EXCERPTED PASSAGE -
━━━━

There Are Lobsters on My Desk

 

20160629_140639

In case there is any doubt as to my lifelong case of raging Anglophilia, today’s picture should put that to rest. Paris-themed stationery aside (as in literally; I had to move my Marie Antoinette themed matchbook notepad out of the way to take this image) I’ve been hardwired for most things British straight out of the box, as far as I can remember. Don’t ask me when it began, because I have no idea, though I will allow that, by the time I was one year old, the family newly moved to a house in Bedford, NY, from Manhattan, our bottom-of-the-hill neighbors were Scottish immigrants. Shortly after that, my mom met her best local friend, a British  expat, who happened to have a baby my age (yes, our families met on a playground, why do you ask?) Very easy to guess, in this case, what sort of adults I saw most often on a regular basis in my formative years. I strongly suspect they imprinted on me, early, and with lasting impact.

While that probably explains my affinity for mentally hopping the pond, I lay the thankblame (which should totally be a real word) for historical romance being my soulmate genre at the feet of two aunts. Aunt L was my mom’s sister. She lived in New Jersey, and, every time she visited (we lived in CT by this time,) she would bring at least one paper grocery bag stuffed to the top with historical romance novels. I was too young to read them at this point, but it was still my job to take the bag directly to the laundry room, un-bag them, and set them aside for my mother’s later perusal. This was when I fell in love with some of the cover art in that first wave of historical romance. It was all painted back then, not photographs, every cover a tiny work of art. I read the blurbs, noted hero and heroine first names (I’ve been name-obsessed since I was about eight) and was a good kid, not looking into the forbidden pages, not even a little.

Well, kind of. Aunt S, wife to Uncle G, my dad’s best friend from their Army days, wrote one. Then two, then three, you get the drift. I went with Mom to the book section of Caldor, to peruse the rack and keep an eye out for Aunt S’s name. I don’t remember which one of us found it, but I remember how my heart did a skippity-skip when I saw it, then another when Mom took it out of the rack.  We were buying that book. We were taking it home. I have had that same feeling many a time, when lifting a much-desired book from its shelf, rack, box, hitting the download button, whatever, but this one…this one was the very first, and I knew, without knowing much about it, that this one would be special. I didn’t know it was going to change my life.

Even before Aunt S wrote her first book, even before (to my knowledge) Aunt L hauled grocery bags full of historical romance novels from NJ to CT (and it only now hits me that my mother and aunts were romance readers, and I never got to talk romance novels with them. I even remember mentioning something about a character from one of Aunt S’s books to Aunt G, another of Mom’s sisters, and her responding that she saw the character differently…you read at least one romance novel, Aunt G, and you never said.) I lived in Bedford, NY, during the Bicentennial (dating myself, I know, but I am fine with dating myself, because I always have a lovely time; I’m delightful.) As in town that was literally burned to the ground by the British Army during the war, except for one house. Home to a very lovely historical society I loved then and love now, and setting for my first historical romance, My Outcast Heart.

━━━━

OBJECTIVES -
a – What did Aunt L bring in paper grocery bags whenever she visited, according to the blog post?
b – Set down the blog post's text word for word, everything from "Well, kind of." down to "change my life.".

GIVEN INFORMATION -
━━━━

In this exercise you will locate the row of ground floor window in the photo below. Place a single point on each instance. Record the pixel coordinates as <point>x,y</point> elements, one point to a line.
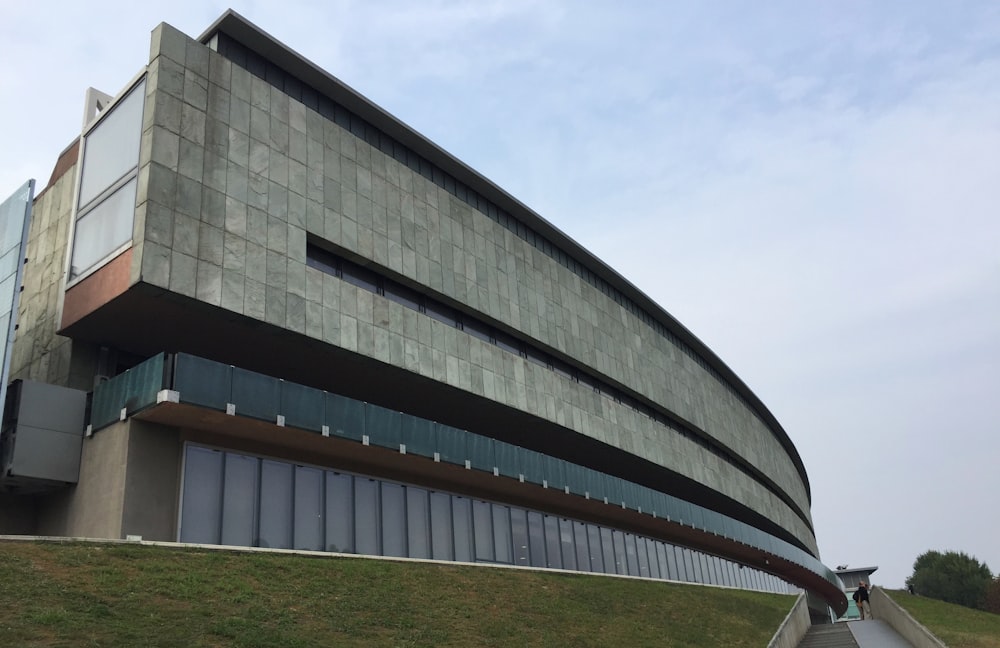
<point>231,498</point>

━━━━

ANSWERS FOR THE TASKS -
a – Historical romance novels

b –
Well, kind of. Aunt S, wife to Uncle G, my dad’s best friend from their Army days, wrote one. Then two, then three, you get the drift. I went with Mom to the book section of Caldor, to peruse the rack and keep an eye out for Aunt S’s name. I don’t remember which one of us found it, but I remember how my heart did a skippity-skip when I saw it, then another when Mom took it out of the rack.  We were buying that book. We were taking it home. I have had that same feeling many a time, when lifting a much-desired book from its shelf, rack, box, hitting the download button, whatever, but this one…this one was the very first, and I knew, without knowing much about it, that this one would be special. I didn’t know it was going to change my life.